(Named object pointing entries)
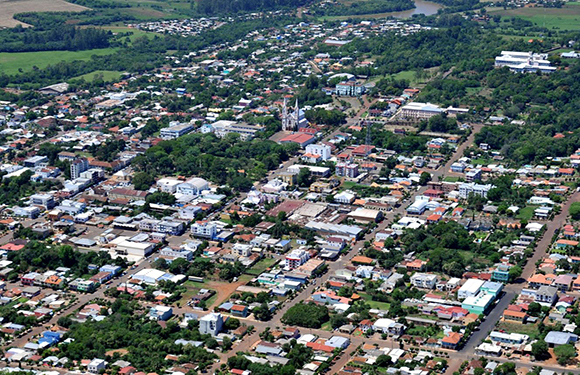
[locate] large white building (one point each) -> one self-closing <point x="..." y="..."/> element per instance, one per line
<point x="470" y="288"/>
<point x="296" y="258"/>
<point x="524" y="62"/>
<point x="168" y="184"/>
<point x="194" y="186"/>
<point x="419" y="110"/>
<point x="204" y="229"/>
<point x="477" y="189"/>
<point x="123" y="246"/>
<point x="319" y="149"/>
<point x="223" y="127"/>
<point x="175" y="131"/>
<point x="293" y="120"/>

(Problem statement):
Please rewrite all of the material above as a numbered list, leaving out blank lines and the pictures.

(Answer to the task):
1. [locate] large white building (one point each) -> one self-closing <point x="..." y="..."/> element per instance, one per line
2. <point x="470" y="288"/>
3. <point x="296" y="258"/>
4. <point x="524" y="62"/>
5. <point x="168" y="184"/>
6. <point x="194" y="186"/>
7. <point x="419" y="110"/>
8. <point x="204" y="229"/>
9. <point x="477" y="189"/>
10. <point x="123" y="246"/>
11. <point x="319" y="149"/>
12. <point x="223" y="127"/>
13. <point x="175" y="131"/>
14. <point x="293" y="120"/>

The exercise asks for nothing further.